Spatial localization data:
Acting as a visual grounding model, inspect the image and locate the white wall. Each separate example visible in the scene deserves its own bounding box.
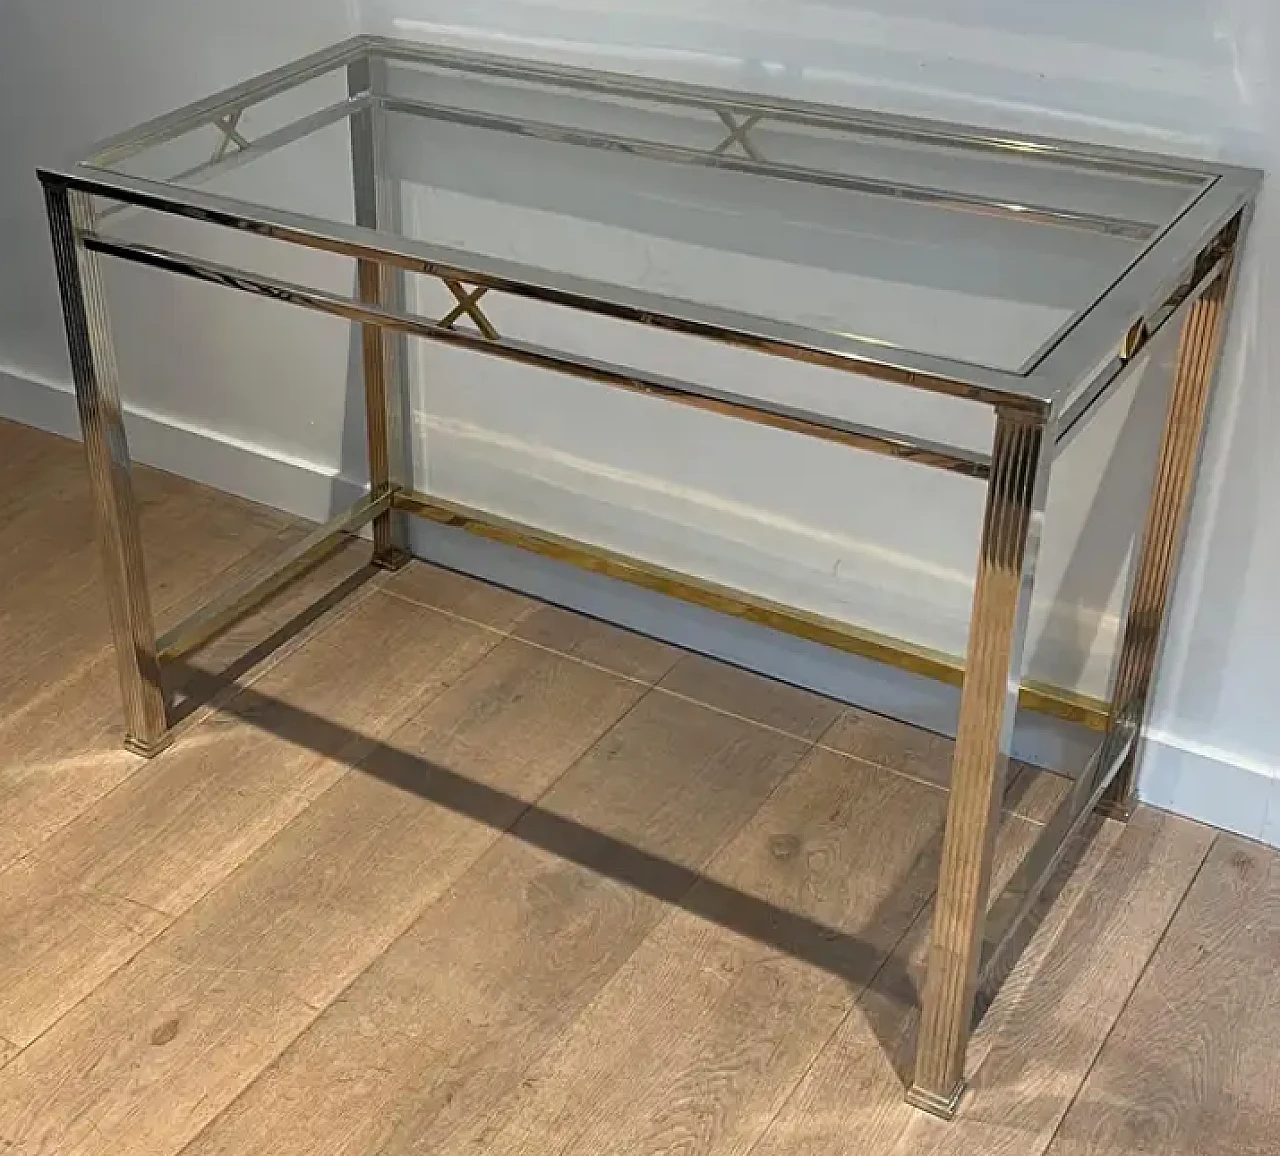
[2,1,1277,841]
[0,0,364,503]
[368,0,1280,840]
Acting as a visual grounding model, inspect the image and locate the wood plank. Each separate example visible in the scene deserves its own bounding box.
[380,558,535,630]
[0,421,74,525]
[892,809,1215,1156]
[658,655,842,739]
[513,604,680,683]
[1045,833,1280,1156]
[45,589,498,914]
[822,707,1068,824]
[0,638,649,1156]
[748,807,1213,1156]
[0,851,171,1044]
[163,636,653,1005]
[464,746,954,1156]
[0,954,314,1156]
[0,423,84,532]
[0,532,372,872]
[0,455,289,716]
[1006,766,1075,826]
[163,534,376,726]
[0,422,296,685]
[821,707,961,790]
[179,692,811,1156]
[0,589,502,1048]
[481,778,1044,1156]
[0,457,294,865]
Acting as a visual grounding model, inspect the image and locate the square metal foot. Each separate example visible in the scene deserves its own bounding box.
[124,731,175,759]
[373,547,412,572]
[905,1079,966,1120]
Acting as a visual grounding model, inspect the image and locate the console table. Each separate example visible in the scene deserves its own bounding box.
[39,36,1259,1118]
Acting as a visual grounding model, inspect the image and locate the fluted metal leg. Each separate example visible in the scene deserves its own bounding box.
[43,181,171,756]
[907,410,1048,1117]
[349,53,411,570]
[1098,249,1238,819]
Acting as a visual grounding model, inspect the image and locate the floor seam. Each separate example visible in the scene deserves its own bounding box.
[0,522,299,748]
[0,574,507,1073]
[0,541,379,874]
[1038,828,1219,1155]
[170,675,663,1156]
[139,947,329,1011]
[650,686,833,743]
[814,742,952,794]
[86,885,177,922]
[505,634,667,688]
[810,741,1054,827]
[379,583,687,693]
[376,582,534,638]
[161,558,384,743]
[0,1031,21,1075]
[373,571,1056,820]
[391,696,828,1156]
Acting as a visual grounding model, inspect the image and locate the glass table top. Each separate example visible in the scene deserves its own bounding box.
[65,37,1256,409]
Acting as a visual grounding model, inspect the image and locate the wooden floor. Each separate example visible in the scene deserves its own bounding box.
[1,415,1276,1156]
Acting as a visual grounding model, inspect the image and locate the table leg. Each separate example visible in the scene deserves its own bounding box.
[349,53,411,570]
[1096,259,1236,819]
[907,410,1048,1117]
[43,182,171,756]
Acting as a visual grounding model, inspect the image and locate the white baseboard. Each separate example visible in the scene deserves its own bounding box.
[402,509,1101,775]
[5,366,1276,846]
[0,366,81,441]
[414,410,1122,696]
[0,367,361,524]
[1139,731,1280,847]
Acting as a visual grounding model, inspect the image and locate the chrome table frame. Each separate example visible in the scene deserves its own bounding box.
[39,35,1260,1119]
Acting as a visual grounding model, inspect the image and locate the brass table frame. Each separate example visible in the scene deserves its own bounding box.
[39,36,1260,1119]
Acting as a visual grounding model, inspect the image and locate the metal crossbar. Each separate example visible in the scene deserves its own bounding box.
[155,488,392,662]
[439,279,499,340]
[974,717,1137,1018]
[712,110,765,161]
[211,111,252,163]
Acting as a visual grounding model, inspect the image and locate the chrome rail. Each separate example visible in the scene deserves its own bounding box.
[82,232,996,478]
[98,96,369,223]
[155,490,393,662]
[378,93,1156,241]
[976,720,1138,1012]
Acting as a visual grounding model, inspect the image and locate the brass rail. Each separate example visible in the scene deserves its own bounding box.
[393,489,1109,731]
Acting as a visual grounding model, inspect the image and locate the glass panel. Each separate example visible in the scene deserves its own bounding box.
[131,117,359,229]
[106,70,351,186]
[91,47,1213,376]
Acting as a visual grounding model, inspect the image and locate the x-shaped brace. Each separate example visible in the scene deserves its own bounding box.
[210,111,252,163]
[438,280,499,341]
[712,111,765,162]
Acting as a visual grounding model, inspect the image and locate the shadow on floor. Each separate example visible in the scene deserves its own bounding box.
[161,552,1095,1093]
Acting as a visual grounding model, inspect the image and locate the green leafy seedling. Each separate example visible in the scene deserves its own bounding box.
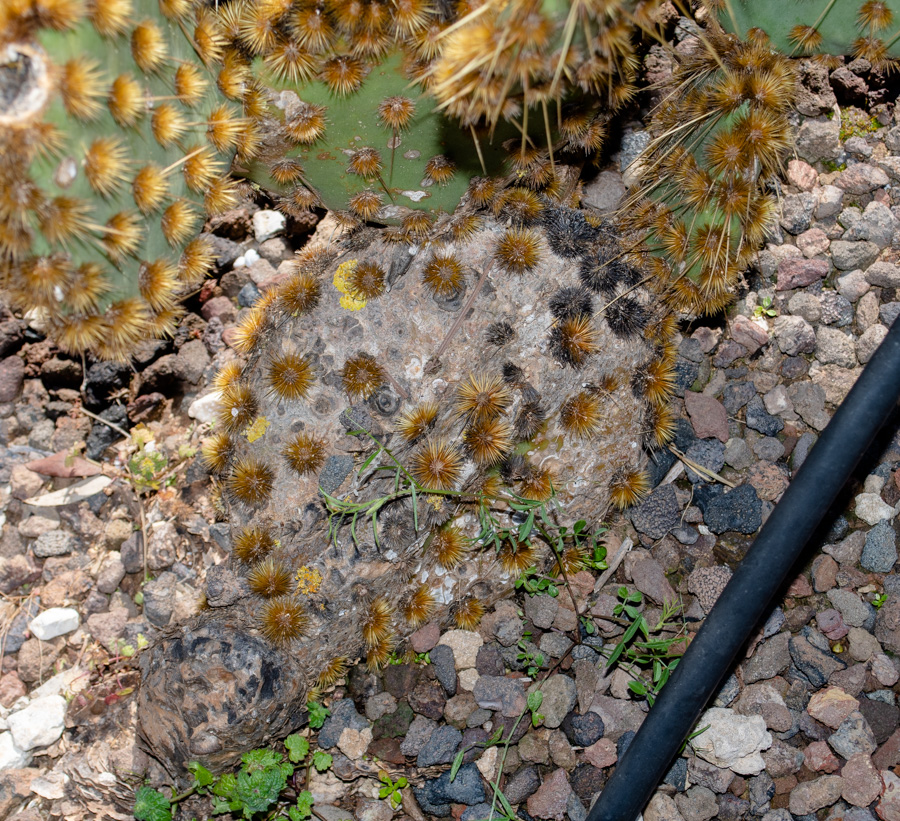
[378,770,408,810]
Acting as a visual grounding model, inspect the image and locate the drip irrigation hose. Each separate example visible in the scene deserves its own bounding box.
[587,318,900,821]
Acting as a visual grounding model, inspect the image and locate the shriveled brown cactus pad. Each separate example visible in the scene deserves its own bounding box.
[139,203,678,775]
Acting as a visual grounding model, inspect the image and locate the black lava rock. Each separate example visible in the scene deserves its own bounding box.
[693,483,763,535]
[561,711,605,747]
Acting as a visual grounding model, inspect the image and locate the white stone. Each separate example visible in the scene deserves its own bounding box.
[28,607,80,641]
[477,745,499,780]
[855,493,895,526]
[690,707,772,775]
[252,210,286,242]
[188,390,223,425]
[8,695,67,751]
[438,629,483,670]
[458,668,480,691]
[30,666,89,700]
[865,474,886,494]
[0,731,31,770]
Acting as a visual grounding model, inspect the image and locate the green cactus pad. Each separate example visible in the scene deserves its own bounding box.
[715,0,900,63]
[244,52,511,220]
[1,1,247,359]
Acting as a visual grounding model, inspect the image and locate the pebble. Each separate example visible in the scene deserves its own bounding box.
[684,440,726,484]
[837,269,871,302]
[142,572,176,627]
[807,687,859,729]
[505,765,541,804]
[690,708,772,775]
[0,732,30,770]
[831,240,880,271]
[527,768,572,821]
[828,589,872,628]
[32,530,76,558]
[693,484,762,535]
[28,607,79,641]
[473,675,526,717]
[416,725,462,767]
[630,484,681,540]
[414,762,484,815]
[684,391,729,443]
[429,644,456,695]
[318,699,369,750]
[7,696,66,751]
[829,711,877,758]
[776,259,829,291]
[399,714,435,757]
[789,775,844,816]
[560,710,605,747]
[437,630,482,670]
[252,210,286,242]
[537,675,577,729]
[816,326,857,368]
[855,493,896,526]
[744,396,784,436]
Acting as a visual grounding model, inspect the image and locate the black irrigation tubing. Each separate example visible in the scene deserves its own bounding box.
[588,317,900,821]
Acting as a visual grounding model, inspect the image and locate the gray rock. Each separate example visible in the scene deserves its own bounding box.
[399,714,436,756]
[630,484,681,539]
[539,632,573,659]
[504,765,541,804]
[853,201,897,248]
[524,592,558,630]
[816,327,857,368]
[430,644,457,696]
[744,396,784,436]
[795,118,841,162]
[473,675,527,717]
[414,763,485,816]
[789,383,830,431]
[780,192,816,235]
[722,381,756,414]
[880,302,900,328]
[120,532,143,575]
[828,589,873,628]
[417,724,462,766]
[142,571,177,627]
[743,632,791,684]
[33,530,77,558]
[865,261,900,288]
[819,292,853,327]
[858,325,889,364]
[675,785,719,821]
[816,185,844,219]
[538,675,577,729]
[694,484,762,535]
[773,316,816,356]
[788,292,822,324]
[861,521,897,573]
[829,711,877,759]
[789,632,846,688]
[836,163,890,194]
[724,438,754,470]
[830,240,880,271]
[753,437,785,462]
[684,440,726,483]
[837,269,871,302]
[96,552,125,594]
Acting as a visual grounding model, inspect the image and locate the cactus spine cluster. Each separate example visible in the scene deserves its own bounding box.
[0,0,256,360]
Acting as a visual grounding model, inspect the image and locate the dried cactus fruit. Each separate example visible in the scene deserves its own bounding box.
[0,0,254,360]
[139,203,678,774]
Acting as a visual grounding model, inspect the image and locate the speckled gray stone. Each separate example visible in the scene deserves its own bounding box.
[862,521,897,573]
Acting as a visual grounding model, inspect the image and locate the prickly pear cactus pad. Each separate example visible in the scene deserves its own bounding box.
[243,52,510,220]
[138,203,679,774]
[711,0,900,67]
[0,0,253,360]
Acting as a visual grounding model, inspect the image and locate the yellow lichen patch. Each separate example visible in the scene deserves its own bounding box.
[295,565,323,596]
[333,260,367,310]
[243,416,270,442]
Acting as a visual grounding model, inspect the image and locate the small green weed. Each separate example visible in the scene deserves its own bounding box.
[753,296,777,319]
[873,592,889,610]
[526,690,545,727]
[133,703,334,821]
[377,771,408,810]
[601,587,688,706]
[516,634,545,678]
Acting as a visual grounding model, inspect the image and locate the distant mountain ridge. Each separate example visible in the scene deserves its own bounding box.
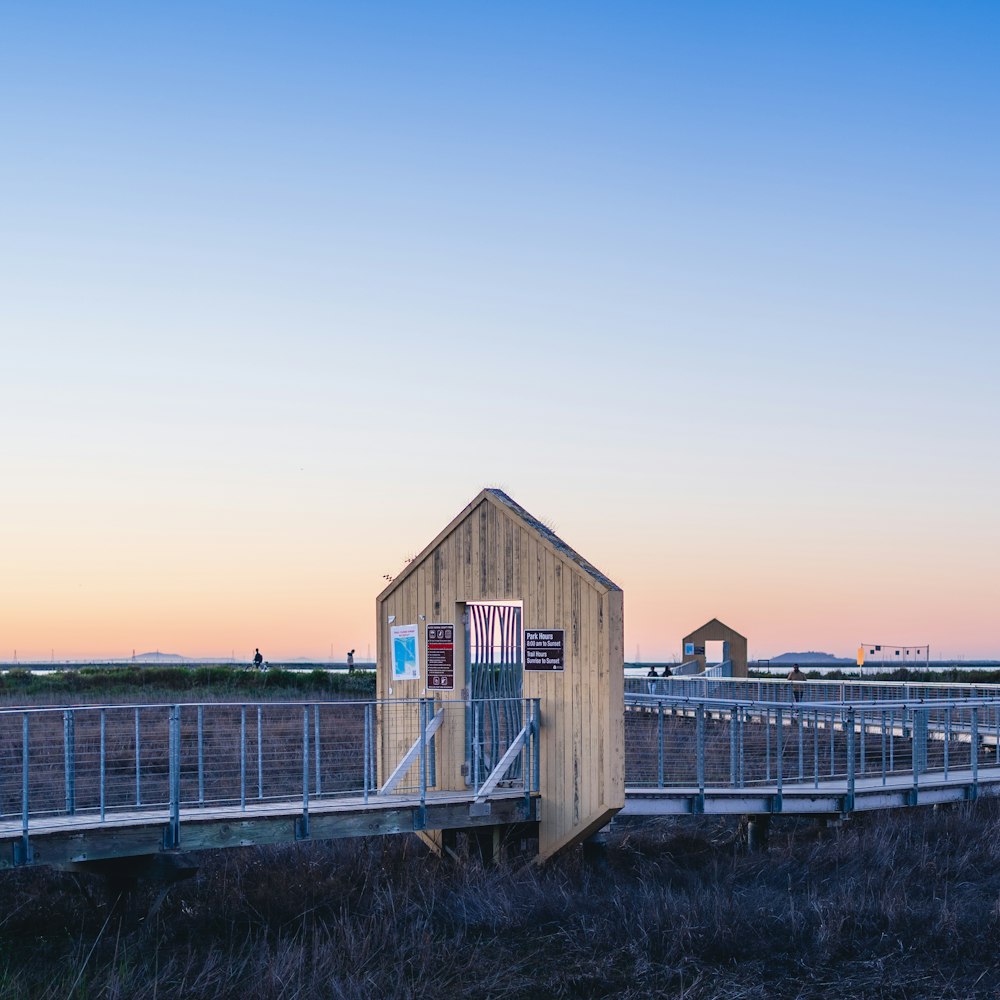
[769,651,855,664]
[133,651,190,663]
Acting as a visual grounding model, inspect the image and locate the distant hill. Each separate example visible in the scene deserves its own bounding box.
[769,651,855,665]
[133,651,190,663]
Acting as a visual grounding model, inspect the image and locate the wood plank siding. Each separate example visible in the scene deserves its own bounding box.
[376,490,624,860]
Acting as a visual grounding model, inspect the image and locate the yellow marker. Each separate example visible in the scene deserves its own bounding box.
[856,645,865,667]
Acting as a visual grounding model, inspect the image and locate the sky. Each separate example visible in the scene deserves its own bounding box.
[1,3,997,662]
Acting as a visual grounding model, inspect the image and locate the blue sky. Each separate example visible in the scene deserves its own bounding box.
[1,3,997,660]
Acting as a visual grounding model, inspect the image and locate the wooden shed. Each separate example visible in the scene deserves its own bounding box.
[682,618,748,677]
[376,489,624,860]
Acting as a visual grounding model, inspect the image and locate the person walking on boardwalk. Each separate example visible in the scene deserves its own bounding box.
[347,649,355,673]
[253,648,263,669]
[787,663,807,703]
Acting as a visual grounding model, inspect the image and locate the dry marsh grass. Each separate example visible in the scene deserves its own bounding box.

§ **Problem description**
Each line from the one containing "locate the blue" to the close of the records must appear in the output exactly, and no other line.

§ **Exercise output**
Acting as a visual grounding model, inspect the image and locate the blue sky. Each separate example visible in the scene deserves its own bounding box.
[1,3,997,660]
Acting as a visual grounding model, inspect the image and locate the wooden shed. Each separate example visible in the scene deserves its own bounding box.
[682,618,748,677]
[376,489,624,860]
Acting as a visual grounding model, inspect the image and locate the person walking on boardwalk. Each separate example visible in the scene deserves its own bounding box.
[347,649,355,673]
[253,648,263,669]
[787,663,807,703]
Acting as a visual grounding model, inspect the image and locate the dry marsh grass. Each separate example visible in the scene deserves its own bounding box.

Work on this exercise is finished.